CONSIGNE = Reprenez la sélection de romans de la semaine et écrivez la suite après sa dernière phrase.

Notre sélection bouquins de la semaine

Trois romans qui emmènent leurs lecteurs au coeur de la Guerre des Balkans, dans une Côte d’Ivoire étouffée par le poids des traditions, et dans une Algérie plongée dans la guerre civile islamique.

Le projet Lazarus, roman d’Aleksandar Hemon, éditions Robert Laffont. Traduit de l’anglais (USA) par John-Frederik Hel Guedj. 378 pages.

« Et combien de martyrs nous faudra-t-il avant de comprendre que nous devons réagir armés, armés de notre juste colère? » 1908. Lazarus Averbuch, jeune Juif ukrainien de 17 ans, s’enfuit de son pays pour échapper aux persécutions antisémites et se réfugie à Chicago, où il sera abattu par le chef de la police, sous prétexte d’appartenir à un groupe anarchiste. Un siècle plus tard, l’écrivain bosniaque Vladimir Brik, exilé aux USA (comme l’auteur), décide de plonger dans l’histoire de Lazarus afin de lui rendre son honneur.

ITEMS AFFICHÉS =
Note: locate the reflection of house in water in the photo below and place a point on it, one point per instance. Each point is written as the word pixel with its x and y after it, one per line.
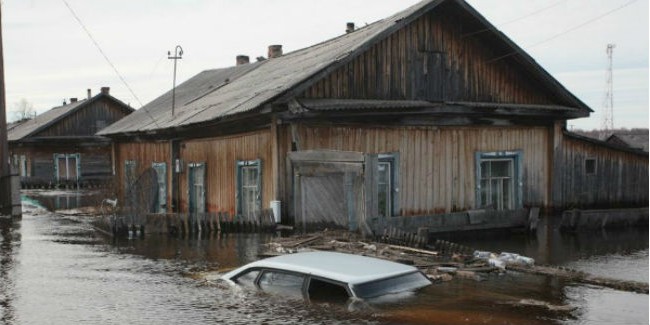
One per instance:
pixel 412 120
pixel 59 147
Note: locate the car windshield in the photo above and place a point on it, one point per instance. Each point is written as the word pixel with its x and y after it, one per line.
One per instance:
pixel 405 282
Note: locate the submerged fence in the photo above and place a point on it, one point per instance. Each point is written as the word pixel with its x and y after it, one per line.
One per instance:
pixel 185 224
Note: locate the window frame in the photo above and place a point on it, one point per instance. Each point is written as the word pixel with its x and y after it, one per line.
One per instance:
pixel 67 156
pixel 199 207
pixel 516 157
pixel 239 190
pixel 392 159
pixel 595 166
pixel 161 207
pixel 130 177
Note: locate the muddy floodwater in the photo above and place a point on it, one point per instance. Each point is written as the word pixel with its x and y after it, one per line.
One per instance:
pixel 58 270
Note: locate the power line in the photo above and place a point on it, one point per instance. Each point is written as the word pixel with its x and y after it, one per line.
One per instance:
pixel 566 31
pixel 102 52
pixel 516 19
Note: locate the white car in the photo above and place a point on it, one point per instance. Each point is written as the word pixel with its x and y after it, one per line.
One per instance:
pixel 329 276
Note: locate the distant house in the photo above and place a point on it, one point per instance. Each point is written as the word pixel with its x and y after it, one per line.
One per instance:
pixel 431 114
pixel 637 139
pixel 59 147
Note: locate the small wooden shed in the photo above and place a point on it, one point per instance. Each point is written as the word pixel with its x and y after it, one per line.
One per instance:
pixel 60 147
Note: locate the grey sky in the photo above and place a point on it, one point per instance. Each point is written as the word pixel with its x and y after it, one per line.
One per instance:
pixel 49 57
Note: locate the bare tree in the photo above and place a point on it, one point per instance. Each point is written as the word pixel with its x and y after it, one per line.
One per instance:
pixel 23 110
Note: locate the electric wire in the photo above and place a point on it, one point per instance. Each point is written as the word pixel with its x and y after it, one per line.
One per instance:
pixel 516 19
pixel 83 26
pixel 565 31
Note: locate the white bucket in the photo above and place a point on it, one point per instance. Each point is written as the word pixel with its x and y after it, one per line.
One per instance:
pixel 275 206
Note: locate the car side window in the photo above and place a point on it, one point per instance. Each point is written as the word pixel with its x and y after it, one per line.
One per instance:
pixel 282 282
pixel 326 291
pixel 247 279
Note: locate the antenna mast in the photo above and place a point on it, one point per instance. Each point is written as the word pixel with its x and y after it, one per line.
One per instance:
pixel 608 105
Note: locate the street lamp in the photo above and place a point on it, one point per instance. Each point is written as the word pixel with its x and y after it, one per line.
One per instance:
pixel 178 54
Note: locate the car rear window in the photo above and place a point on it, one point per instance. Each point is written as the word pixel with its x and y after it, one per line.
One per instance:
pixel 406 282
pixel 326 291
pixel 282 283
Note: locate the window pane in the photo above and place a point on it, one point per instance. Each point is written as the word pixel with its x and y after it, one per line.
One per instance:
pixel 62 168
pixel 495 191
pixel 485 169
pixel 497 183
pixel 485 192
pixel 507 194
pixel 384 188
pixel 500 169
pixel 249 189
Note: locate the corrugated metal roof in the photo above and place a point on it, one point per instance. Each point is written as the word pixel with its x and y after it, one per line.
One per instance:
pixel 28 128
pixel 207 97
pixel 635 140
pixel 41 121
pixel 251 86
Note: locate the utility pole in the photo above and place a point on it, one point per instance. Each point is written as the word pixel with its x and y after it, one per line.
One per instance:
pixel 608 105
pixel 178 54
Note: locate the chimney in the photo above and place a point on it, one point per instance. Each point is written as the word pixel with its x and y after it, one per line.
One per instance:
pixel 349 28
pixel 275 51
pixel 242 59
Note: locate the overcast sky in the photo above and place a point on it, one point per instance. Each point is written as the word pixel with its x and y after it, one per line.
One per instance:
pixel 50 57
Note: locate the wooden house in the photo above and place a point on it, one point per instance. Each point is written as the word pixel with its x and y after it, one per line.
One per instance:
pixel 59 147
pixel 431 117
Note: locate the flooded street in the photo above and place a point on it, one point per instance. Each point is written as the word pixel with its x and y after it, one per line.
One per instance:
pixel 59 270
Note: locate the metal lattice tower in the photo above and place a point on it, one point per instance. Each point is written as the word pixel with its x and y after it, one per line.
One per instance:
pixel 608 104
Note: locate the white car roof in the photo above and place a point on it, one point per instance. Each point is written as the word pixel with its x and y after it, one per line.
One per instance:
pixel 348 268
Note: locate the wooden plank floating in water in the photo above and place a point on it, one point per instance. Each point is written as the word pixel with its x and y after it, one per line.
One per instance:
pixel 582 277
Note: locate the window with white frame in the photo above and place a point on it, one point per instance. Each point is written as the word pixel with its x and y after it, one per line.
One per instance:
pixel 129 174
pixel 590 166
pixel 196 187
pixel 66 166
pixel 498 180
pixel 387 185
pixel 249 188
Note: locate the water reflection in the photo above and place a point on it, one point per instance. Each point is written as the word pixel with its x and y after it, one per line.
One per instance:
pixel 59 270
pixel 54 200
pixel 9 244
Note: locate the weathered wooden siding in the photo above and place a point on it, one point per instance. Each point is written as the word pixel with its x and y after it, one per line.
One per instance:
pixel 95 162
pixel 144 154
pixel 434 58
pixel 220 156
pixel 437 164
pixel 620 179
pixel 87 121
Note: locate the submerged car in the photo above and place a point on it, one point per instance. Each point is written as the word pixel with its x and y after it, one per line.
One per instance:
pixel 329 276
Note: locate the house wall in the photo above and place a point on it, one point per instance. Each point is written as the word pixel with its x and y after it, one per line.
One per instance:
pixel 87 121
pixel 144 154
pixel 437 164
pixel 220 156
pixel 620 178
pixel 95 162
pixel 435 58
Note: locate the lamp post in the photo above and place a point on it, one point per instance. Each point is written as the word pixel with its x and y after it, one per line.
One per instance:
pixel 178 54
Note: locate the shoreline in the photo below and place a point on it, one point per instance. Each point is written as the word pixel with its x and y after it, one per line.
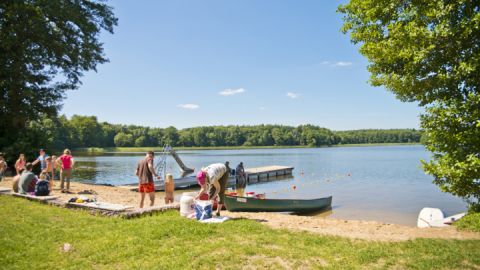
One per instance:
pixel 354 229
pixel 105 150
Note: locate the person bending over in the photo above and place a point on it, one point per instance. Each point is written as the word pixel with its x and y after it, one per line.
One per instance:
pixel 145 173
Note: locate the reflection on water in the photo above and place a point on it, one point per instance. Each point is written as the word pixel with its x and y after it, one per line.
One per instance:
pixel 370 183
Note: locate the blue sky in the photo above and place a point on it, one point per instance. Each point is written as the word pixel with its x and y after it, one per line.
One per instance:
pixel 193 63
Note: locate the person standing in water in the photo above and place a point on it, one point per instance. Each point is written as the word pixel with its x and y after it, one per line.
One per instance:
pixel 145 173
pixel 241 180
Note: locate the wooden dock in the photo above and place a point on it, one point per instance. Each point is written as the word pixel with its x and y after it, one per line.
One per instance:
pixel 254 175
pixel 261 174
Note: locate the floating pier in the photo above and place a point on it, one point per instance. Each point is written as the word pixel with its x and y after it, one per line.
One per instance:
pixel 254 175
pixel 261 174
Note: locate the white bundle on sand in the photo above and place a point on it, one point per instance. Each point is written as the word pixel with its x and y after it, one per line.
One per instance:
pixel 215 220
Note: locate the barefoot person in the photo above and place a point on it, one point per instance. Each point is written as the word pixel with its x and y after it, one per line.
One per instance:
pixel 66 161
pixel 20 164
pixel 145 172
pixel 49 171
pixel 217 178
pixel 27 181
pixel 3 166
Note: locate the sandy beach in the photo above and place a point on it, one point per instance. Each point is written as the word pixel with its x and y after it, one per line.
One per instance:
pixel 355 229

RÉPONSE =
Accompagné de son ami photographe errant, charmeur, flambeur et mythomane, il va se rendre en Ukraine. Là, c’est la fin d’un monde qui continue de pourrir de ses blessures, celles d’un peuple sacrifié au cours du siège de Sarajevo. D’un siècle à l’autre, entre la Guerre des Balkans et les pogroms, rien ne change.

Emaillé de photos sur fond noir qui illustrent la fin de chaque chapitre, ce roman est une bombe. Ecrit dans un style efficace et puissant, il fait de nous des acteurs, plus que des spectateurs, de cette histoire d’autant plus terrifiante qu’elle a un atroce parfum de vérité. L’auteur nous fait passer de la réalité à la fiction, et d’une époque à l’autre, avec une légèreté due à la virtuosité de l’écriture qui malgré le sujet dramatique, laisse la porte ouverte aux rêves.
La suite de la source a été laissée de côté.